Konuşma ve Sözlü Dil
İnsan bütün duyularıyla iletişimde
bulunur, fakat, ses ile iletişim diğer duygular yanında daima en egemen
olandır. İnsan, süreçleri ve nesneleri ne denli bilirse bilsin yine de, bunu
anlatmaksızın tamamlanmış hissetmez. Sesin dile (kelimelerle söylemeye)
dönüşümü dil ve kulağın kullanımını gerektiren sözlü iletişimin temelidir.
Ses “olmayla” ilişkilidir, “oluşla” bağıntılıdır; çünkü sesin kendisi
olduğu anda, öncesi ve sonrasında, süregiden bir olayı anlatır. Ses zamanın içindedir ve zamana fiziksel olarak bağıntılıdır.
Örgütlü zaman ve mekanda ses ve sessizlik, başlayış ve son buluş, egemenlik ve
mücadele süreçlerinin sesi ve
sessizliğidir. Sessizlik veya sözsüzlük o anda ve yerdekinin sessizliği
ve son buluşudur: Yeni ve sürekli başlangıçlara başlayıştır.
Sesin kullanılarak anlamlar ileten
dil, bilinç kadar eskidir ve pratik bilinçtir; Dil, bilinç gibi, ancak diğer
insanlarla ilişki ihtiyacından, gerekliliğinden, yükselir (Marks, 1969:19).
İnsan iletişiminde, konuşma ve dilin başlangıcı ikinci çağ olarak nitelenir ve
insanların 100,000 yıl kadar önce konuşmayı kullandıkları tahmin edilmektedir.
Hockett ve Aschere göre (1968), “kapalı,
kaba çağırma sisteminden” kompleks ve açık dil sistemine gelişme, ilk insana
benzeyen yaratıklarn (proto-hominoids) bazılarının ağaçları terk etmeyi
zorlayan, ağaçların azalması ve açık alanların oluşması gibi, koşullarla
başlamıştır. İnsan-gibiyi insandan ayıran, toplumsal üretime dayanmadır. Engels (1876) ve benzerleri sosyal üretim temelinden
hareket ederek insan gelişmesinde iş\emek kuramını geliştirmişlerdir. Sosyal
üretimde, örneğin avlanma kolektif bir tarza dönüştü ve bu dönüşümde araç
kullanımı gelişti ve dil kullanımı gereksinimini artırdı. Ortak üretim ve yaşam
sürecinde insan diğeriyle üretim ilişkisinde anlamlandırmayı gittikçe açık bir
şekilde yapmaya başladı ve bu anlatımda sesin kullanımında artan farklılaşmayla
sözlü inşa gelişti.

Yapılacak Görevler:
• A. Konuşma ve sözlü dil metnini "Konuşma ve Sözlü" sözcükleriyle başlayıp "sürekli başlangıçlara başlayıştır." sözcüklerine kadar devam ederek yeniden yazın ve "kulağın" yerine "işitmenin" koyun.
• B. Konuşma ve sözlü dil metnine dayanarak lütfen şu soruları yanıtlayın:
(i) Metne göre ses ile iletişim diğer duyular yanında nasıl bir konumdadır?
(ii) İnsanların konuşmayı yaklaşık ne kadar zaman önce kullandıkları tahmin edilmektedir?
(iii) Metne göre insan-gibiyi insandan ayıran nedir?

Veri kümesi kayıtları

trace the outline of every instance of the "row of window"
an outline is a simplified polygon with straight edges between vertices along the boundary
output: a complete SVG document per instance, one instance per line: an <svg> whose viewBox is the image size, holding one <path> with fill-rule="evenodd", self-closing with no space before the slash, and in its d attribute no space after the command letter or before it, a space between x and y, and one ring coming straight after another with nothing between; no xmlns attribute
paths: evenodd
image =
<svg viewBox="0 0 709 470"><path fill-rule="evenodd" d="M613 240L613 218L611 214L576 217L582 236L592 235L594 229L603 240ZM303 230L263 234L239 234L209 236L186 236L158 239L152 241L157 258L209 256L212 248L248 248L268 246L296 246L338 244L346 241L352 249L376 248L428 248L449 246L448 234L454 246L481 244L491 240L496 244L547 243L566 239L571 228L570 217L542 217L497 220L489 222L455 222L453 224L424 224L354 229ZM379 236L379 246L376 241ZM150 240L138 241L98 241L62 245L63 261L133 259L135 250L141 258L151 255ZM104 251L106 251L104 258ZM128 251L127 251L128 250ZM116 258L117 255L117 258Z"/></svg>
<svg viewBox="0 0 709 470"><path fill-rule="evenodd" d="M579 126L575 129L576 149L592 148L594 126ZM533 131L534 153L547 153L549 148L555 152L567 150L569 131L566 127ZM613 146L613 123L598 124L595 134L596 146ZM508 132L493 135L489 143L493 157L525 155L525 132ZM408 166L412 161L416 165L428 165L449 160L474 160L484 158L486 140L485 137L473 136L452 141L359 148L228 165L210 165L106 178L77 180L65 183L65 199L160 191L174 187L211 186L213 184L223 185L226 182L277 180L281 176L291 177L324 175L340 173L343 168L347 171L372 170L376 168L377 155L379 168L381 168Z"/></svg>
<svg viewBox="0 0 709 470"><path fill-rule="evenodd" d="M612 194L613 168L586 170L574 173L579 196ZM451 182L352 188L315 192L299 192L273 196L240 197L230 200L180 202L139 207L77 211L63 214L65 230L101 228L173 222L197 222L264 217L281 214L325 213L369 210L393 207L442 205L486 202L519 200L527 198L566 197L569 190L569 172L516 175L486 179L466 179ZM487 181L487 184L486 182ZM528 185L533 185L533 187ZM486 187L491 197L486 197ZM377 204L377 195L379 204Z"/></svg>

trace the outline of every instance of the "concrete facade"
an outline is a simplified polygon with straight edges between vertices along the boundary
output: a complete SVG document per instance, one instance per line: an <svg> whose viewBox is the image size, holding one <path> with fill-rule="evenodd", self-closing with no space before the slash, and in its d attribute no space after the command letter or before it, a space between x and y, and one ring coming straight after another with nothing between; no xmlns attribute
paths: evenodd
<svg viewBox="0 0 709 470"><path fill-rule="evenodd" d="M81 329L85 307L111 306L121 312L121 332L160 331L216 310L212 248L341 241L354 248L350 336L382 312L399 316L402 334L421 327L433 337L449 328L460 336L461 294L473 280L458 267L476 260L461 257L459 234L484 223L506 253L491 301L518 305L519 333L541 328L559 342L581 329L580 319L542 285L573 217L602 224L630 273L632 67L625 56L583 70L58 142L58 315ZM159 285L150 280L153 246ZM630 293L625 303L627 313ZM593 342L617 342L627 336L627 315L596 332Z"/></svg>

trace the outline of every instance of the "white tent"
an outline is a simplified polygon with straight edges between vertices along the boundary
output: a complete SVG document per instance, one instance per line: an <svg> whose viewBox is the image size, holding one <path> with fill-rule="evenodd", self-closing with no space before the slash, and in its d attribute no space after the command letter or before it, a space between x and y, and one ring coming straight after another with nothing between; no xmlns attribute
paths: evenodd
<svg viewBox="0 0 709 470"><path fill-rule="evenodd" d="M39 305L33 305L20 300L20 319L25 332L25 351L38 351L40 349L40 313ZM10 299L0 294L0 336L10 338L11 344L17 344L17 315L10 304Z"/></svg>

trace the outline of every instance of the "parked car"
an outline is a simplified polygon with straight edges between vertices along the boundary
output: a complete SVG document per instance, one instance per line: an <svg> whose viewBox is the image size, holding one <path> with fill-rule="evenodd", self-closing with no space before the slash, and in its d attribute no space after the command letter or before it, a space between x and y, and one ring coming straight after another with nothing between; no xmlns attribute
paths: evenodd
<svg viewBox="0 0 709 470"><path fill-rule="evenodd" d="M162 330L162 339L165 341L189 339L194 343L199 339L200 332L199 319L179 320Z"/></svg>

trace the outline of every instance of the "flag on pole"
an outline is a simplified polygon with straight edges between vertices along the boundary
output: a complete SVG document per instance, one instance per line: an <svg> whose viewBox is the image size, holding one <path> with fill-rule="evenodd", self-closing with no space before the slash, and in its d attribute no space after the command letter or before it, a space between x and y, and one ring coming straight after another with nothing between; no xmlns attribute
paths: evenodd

Tamamlanan Alıştırma:
• A.
Konuşma ve Sözlü Dil
İnsan bütün duyularıyla iletişimde
bulunur, fakat, ses ile iletişim diğer duygular yanında daima en egemen
olandır. İnsan, süreçleri ve nesneleri ne denli bilirse bilsin yine de, bunu
anlatmaksızın tamamlanmış hissetmez. Sesin dile (kelimelerle söylemeye)
dönüşümü dil ve işitmenin kullanımını gerektiren sözlü iletişimin temelidir.
Ses “olmayla” ilişkilidir, “oluşla” bağıntılıdır; çünkü sesin kendisi
olduğu anda, öncesi ve sonrasında, süregiden bir olayı anlatır. Ses zamanın içindedir ve zamana fiziksel olarak bağıntılıdır.
Örgütlü zaman ve mekanda ses ve sessizlik, başlayış ve son buluş, egemenlik ve
mücadele süreçlerinin sesi ve
sessizliğidir. Sessizlik veya sözsüzlük o anda ve yerdekinin sessizliği
ve son buluşudur: Yeni ve sürekli başlangıçlara başlayıştır.

• B.
(i) Daima en egemen olandır.
(ii) 100,000 yıl kadar önce.
(iii) Toplumsal üretime dayanma.